Question

solve by cremer' s rule 3 x- 4 y=10 ,4 x+3 y=5.​

Answer 1

$\large\underline{\sf{Solution-}}$

Given pair of linear equations are

$\rm :\longmapsto\:3x - 4y = 10$

and

$\rm :\longmapsto\:4x + 3y = 5$

Its matrix form is

$\rm :\longmapsto\:\bigg[ \begin{matrix}3& - 4 \\ 4&3 \end{matrix} \bigg] \: \begin{gathered}\sf \left[\begin{array}{c}x\\y\end{array}\right]\end{gathered} = \begin{gathered}\sf \left[\begin{array}{c}10\\5\end{array}\right]\end{gathered}$

So,

$\rm :\longmapsto\:A = \bigg[ \begin{matrix}3& - 4 \\ 4&3 \end{matrix} \bigg]$

$\rm :\longmapsto\:B = \begin{gathered}\sf \left[\begin{array}{c}10\\5\end{array}\right]\end{gathered}$

$\rm :\longmapsto\:X = \begin{gathered}\sf \left[\begin{array}{c}x\\y\end{array}\right]\end{gathered}$

So, that

$\rm :\longmapsto\:\boxed{ \tt{ \: AX = B \: \: }}$

Now, Consider

$\rm :\longmapsto\: |A|$

$\rm \:  =  \: \begin{array}{|cc|}\sf 3 &\sf - 4 \\ \sf 4 &\sf 3 \\\end{array}$

$\rm \:  =  \:9 - ( - 16)$

$\rm \:  =  \:9 + 16$

$\rm \:  =  \:25$

This implies, System of equations is consistent having unique solution.

• DATA EXCERPTS
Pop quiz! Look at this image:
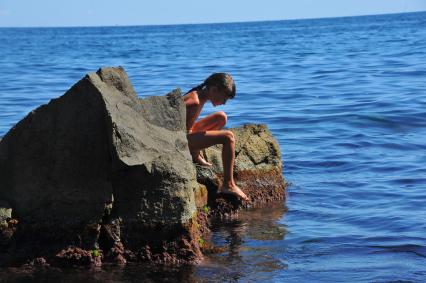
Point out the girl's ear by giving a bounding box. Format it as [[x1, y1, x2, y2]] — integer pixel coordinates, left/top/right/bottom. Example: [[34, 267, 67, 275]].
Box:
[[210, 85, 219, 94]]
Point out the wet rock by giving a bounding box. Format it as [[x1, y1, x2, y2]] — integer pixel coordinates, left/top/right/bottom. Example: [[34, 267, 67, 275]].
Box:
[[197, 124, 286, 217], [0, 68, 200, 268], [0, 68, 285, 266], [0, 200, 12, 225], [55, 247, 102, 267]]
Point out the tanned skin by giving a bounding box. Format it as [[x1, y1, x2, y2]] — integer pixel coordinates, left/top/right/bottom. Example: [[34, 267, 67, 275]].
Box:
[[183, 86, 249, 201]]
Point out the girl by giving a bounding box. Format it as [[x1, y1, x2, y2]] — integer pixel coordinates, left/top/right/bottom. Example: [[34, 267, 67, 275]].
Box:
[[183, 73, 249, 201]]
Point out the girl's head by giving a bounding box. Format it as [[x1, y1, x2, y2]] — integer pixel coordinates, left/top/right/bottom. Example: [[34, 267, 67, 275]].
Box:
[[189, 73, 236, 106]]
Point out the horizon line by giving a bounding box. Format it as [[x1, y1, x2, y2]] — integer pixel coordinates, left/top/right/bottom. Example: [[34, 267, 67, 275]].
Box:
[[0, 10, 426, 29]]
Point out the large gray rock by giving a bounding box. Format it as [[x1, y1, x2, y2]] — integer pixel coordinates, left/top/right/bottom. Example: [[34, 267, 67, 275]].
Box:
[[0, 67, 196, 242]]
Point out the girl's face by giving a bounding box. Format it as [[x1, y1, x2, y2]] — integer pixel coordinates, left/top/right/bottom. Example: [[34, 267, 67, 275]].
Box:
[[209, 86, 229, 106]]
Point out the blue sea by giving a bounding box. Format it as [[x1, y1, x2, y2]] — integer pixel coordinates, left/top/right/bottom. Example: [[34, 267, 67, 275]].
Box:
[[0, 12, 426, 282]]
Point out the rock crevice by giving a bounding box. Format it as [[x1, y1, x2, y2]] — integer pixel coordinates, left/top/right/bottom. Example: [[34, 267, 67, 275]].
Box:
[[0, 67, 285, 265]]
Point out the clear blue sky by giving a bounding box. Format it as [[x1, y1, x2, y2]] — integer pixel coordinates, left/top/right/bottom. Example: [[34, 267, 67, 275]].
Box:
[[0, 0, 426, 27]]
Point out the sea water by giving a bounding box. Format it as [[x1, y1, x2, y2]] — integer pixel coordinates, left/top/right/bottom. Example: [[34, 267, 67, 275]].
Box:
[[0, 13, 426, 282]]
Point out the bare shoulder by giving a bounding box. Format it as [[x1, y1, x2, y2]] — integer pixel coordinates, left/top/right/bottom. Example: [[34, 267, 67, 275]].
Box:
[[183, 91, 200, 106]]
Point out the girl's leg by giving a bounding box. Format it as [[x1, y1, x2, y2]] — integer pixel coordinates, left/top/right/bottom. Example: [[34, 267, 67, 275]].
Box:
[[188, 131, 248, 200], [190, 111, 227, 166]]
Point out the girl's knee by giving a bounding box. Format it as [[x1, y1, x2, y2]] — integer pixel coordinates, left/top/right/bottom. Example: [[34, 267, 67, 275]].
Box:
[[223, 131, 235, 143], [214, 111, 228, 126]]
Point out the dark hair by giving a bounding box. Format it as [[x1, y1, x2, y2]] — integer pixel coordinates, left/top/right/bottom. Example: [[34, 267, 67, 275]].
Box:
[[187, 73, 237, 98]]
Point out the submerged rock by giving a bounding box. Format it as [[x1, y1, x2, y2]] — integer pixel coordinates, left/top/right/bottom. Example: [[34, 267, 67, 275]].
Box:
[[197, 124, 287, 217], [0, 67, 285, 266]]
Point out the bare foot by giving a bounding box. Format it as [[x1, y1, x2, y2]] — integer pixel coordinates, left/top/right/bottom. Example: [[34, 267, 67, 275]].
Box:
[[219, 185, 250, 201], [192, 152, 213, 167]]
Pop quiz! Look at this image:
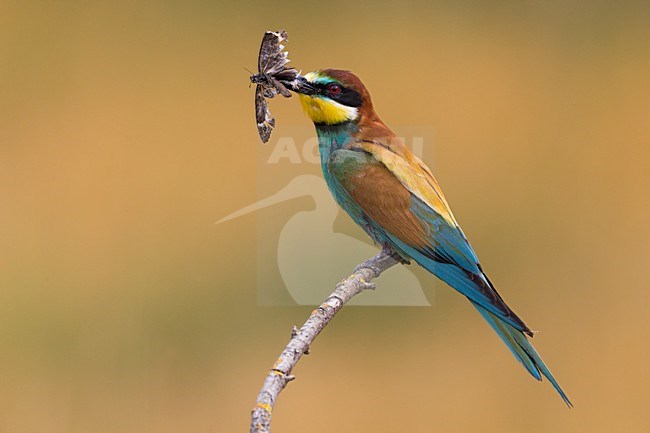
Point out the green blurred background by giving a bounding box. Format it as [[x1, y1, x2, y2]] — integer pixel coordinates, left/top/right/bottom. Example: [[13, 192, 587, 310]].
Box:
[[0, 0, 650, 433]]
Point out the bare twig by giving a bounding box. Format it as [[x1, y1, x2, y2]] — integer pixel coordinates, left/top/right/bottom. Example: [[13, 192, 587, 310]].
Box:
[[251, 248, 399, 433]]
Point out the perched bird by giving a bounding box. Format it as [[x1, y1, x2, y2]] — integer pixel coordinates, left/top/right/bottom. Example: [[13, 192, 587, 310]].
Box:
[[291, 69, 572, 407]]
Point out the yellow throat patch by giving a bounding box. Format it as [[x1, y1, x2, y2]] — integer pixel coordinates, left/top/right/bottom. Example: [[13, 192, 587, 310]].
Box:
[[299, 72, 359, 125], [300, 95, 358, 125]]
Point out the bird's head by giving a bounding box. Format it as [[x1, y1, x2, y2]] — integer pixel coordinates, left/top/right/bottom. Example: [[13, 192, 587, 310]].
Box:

==

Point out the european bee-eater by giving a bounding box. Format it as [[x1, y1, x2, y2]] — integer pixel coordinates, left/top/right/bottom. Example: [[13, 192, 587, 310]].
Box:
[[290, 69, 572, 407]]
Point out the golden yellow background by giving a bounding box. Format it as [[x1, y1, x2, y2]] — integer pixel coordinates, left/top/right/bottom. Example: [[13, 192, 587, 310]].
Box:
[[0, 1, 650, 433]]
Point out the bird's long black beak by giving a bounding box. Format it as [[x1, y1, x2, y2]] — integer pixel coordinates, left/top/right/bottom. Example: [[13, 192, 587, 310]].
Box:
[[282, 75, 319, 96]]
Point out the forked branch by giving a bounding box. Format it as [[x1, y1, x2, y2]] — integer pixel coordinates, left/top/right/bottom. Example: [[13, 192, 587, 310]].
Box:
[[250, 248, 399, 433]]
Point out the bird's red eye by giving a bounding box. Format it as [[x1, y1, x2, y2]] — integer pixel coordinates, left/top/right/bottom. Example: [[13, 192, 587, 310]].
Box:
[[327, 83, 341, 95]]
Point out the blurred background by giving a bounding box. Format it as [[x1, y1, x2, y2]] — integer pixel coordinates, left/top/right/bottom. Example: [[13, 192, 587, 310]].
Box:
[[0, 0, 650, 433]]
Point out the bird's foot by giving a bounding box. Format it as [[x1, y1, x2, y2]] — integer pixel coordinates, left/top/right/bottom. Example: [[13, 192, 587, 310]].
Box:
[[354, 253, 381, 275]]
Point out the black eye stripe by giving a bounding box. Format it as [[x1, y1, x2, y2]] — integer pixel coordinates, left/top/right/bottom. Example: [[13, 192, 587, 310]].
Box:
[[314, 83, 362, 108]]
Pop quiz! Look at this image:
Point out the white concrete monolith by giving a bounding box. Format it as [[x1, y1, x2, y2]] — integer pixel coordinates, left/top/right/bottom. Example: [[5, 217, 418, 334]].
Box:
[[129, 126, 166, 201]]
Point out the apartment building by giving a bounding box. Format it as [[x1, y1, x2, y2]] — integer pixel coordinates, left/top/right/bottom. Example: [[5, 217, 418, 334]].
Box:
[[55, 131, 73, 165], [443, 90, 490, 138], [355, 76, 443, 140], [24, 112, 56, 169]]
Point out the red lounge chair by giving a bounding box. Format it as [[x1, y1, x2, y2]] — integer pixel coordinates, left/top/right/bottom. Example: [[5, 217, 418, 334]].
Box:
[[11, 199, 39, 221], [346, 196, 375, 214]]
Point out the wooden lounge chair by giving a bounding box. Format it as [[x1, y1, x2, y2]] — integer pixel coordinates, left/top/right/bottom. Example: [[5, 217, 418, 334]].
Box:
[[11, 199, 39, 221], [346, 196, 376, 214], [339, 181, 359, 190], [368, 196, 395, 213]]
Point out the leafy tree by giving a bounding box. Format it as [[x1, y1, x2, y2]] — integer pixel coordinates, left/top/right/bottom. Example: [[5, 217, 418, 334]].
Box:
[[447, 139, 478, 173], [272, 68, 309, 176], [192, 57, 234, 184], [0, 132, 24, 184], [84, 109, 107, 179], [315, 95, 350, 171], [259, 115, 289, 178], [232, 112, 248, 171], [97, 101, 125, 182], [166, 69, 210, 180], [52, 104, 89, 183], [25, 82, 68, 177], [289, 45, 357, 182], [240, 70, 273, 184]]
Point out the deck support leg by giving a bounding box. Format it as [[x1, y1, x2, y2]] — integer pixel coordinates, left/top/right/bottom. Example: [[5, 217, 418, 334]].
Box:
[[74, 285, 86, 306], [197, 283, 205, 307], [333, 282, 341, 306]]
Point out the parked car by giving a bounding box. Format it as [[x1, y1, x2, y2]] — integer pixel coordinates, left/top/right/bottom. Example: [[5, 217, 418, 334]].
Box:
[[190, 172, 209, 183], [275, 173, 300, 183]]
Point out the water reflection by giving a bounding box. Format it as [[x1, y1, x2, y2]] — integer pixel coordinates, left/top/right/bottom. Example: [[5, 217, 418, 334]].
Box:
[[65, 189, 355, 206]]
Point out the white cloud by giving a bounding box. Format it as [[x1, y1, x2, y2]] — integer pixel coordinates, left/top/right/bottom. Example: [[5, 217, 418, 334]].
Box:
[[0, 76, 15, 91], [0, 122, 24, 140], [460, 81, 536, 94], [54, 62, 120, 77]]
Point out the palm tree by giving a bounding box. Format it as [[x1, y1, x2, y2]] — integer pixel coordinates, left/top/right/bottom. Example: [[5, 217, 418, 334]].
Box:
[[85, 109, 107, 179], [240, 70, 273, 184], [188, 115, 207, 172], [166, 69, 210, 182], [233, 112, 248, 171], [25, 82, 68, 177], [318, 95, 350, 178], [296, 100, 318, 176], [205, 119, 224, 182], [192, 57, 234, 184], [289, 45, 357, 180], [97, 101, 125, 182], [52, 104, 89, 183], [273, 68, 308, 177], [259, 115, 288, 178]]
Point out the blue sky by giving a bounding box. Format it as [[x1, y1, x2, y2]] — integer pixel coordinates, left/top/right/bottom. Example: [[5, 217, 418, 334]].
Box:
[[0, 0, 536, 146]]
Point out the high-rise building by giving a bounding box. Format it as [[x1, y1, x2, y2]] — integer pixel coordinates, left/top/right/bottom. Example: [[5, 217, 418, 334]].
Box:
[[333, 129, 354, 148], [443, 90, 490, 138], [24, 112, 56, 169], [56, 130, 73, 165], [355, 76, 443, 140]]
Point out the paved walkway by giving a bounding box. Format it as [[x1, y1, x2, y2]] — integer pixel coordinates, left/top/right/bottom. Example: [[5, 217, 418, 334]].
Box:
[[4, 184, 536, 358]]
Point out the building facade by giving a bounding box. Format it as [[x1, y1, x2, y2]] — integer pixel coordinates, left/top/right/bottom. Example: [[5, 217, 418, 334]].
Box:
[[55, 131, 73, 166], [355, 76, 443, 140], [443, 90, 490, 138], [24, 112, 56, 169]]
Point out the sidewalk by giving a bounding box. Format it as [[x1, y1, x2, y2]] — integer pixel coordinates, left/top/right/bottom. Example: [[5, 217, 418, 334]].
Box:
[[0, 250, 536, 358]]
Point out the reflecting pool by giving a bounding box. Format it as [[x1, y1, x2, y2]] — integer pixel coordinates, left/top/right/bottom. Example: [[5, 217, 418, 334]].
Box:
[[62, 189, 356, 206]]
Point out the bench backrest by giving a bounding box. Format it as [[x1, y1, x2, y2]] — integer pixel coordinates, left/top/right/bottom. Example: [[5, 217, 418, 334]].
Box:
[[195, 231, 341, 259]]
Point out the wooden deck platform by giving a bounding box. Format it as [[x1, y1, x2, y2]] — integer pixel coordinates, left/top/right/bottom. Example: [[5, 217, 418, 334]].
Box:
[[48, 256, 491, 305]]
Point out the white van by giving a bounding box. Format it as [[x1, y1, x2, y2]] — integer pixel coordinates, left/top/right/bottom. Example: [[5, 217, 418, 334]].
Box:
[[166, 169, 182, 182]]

--

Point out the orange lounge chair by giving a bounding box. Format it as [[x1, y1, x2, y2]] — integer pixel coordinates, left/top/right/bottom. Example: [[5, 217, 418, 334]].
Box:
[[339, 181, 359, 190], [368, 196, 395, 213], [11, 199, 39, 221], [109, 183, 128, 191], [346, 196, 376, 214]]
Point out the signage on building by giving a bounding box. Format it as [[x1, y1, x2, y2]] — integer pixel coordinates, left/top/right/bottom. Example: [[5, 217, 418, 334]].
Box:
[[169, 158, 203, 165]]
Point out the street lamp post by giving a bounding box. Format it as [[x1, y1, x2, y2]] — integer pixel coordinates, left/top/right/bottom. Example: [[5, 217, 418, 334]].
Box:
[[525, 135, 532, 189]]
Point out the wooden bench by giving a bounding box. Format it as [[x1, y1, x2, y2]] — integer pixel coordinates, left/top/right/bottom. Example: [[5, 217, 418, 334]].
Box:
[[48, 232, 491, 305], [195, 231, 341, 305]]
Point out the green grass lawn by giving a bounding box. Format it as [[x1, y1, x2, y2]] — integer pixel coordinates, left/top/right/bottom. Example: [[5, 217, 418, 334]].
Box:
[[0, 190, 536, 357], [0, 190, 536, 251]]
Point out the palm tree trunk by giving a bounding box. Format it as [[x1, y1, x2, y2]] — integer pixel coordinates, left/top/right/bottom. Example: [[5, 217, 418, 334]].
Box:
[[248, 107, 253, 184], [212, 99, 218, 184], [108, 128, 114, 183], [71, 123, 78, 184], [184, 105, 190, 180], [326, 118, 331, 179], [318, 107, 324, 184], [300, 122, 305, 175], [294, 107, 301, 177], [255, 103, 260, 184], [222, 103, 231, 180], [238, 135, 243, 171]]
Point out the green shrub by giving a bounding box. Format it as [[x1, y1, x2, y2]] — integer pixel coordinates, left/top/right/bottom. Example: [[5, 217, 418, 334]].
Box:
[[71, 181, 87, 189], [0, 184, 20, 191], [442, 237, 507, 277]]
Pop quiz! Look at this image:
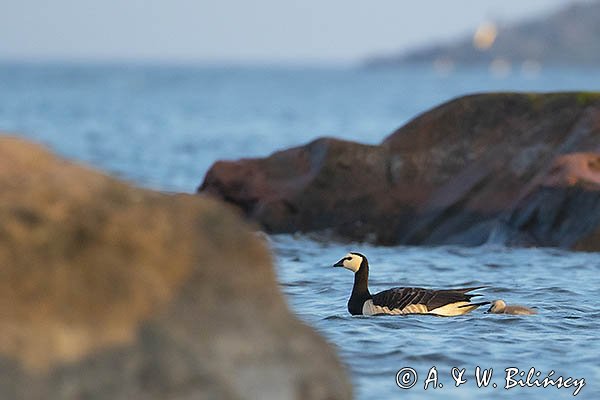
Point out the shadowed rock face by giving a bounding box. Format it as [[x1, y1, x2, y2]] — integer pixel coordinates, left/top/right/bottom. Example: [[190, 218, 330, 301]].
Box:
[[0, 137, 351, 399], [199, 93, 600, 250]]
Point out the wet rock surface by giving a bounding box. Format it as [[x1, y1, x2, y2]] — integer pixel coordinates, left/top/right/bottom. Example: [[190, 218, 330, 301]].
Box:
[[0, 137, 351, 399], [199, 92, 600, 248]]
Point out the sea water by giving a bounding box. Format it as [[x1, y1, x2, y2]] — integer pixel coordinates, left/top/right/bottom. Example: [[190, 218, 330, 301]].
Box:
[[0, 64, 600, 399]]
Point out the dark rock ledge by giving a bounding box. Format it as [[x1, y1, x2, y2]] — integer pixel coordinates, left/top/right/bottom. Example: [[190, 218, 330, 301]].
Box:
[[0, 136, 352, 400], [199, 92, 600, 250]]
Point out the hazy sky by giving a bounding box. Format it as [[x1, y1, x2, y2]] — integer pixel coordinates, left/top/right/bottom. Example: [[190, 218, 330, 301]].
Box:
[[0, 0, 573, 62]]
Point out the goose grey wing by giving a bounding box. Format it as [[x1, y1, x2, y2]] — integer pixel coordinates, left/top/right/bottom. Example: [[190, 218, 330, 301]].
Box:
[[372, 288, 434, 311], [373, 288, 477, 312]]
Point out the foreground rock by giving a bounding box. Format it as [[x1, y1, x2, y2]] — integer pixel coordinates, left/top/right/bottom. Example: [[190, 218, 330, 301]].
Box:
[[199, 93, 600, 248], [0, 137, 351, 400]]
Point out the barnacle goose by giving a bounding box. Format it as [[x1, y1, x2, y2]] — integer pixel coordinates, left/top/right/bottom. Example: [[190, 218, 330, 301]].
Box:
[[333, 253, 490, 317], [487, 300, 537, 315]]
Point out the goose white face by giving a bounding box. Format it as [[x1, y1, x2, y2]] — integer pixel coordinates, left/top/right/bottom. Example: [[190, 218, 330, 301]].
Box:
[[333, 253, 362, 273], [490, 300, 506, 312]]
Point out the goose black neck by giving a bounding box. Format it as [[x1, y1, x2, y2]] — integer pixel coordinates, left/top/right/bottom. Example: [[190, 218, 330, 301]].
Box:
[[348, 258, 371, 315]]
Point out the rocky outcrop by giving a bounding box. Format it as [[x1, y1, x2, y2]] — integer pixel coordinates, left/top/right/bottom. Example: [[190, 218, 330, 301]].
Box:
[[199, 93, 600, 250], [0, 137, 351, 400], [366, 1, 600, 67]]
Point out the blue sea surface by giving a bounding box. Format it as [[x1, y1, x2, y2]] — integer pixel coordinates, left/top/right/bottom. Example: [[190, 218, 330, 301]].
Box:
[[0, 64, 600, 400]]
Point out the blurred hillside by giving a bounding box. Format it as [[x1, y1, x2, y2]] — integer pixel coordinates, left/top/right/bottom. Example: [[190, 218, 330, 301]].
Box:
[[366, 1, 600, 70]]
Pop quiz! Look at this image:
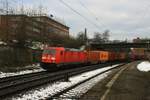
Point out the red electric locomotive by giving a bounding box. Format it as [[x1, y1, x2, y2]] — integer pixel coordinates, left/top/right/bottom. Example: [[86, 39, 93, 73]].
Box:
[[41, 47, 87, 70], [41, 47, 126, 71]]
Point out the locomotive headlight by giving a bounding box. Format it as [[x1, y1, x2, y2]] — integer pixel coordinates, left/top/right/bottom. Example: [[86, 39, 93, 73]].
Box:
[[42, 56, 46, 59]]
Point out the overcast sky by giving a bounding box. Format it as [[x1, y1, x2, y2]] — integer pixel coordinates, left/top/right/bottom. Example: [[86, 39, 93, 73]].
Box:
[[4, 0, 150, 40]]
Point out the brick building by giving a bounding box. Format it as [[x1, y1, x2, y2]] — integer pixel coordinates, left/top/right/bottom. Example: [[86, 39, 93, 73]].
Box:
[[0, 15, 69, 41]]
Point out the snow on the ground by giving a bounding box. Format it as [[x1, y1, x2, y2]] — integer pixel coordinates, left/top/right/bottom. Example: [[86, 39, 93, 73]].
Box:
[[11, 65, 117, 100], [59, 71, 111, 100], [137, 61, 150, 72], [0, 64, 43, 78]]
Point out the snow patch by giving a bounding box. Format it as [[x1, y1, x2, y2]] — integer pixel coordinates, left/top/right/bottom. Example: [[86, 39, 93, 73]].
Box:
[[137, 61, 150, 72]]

• PROBLEMS TO SOLVE
1. Summarize the worked solution in two sentences.
2. Answer these questions from the worked solution:
(a) Which pair of linear equations is to be solved?
(b) In what matrix form is the system written?
(c) What value is found for |A|?
3. Extract the part of the worked solution that opens with the words containing "Now, Consider" and closes with "having unique solution.".

• SOLUTION LIST
1. The question asks for the system 3x − 4y = 10 and 4x + 3y = 5 to be solved by Cramer's rule. The answer writes the system in matrix form as AX = B and finds that the determinant of A is 25, so the system is consistent and has a unique solution.

2.
(a) 3x − 4y = 10 and 4x + 3y = 5
(b) AX = B
(c) 25

3.
Now, Consider

$\rm :\longmapsto\: |A|$

$\rm \:  =  \: \begin{array}{|cc|}\sf 3 &\sf - 4 \\ \sf 4 &\sf 3 \\\end{array}$

$\rm \:  =  \:9 - ( - 16)$

$\rm \:  =  \:9 + 16$

$\rm \:  =  \:25$

This implies, System of equations is consistent having unique solution.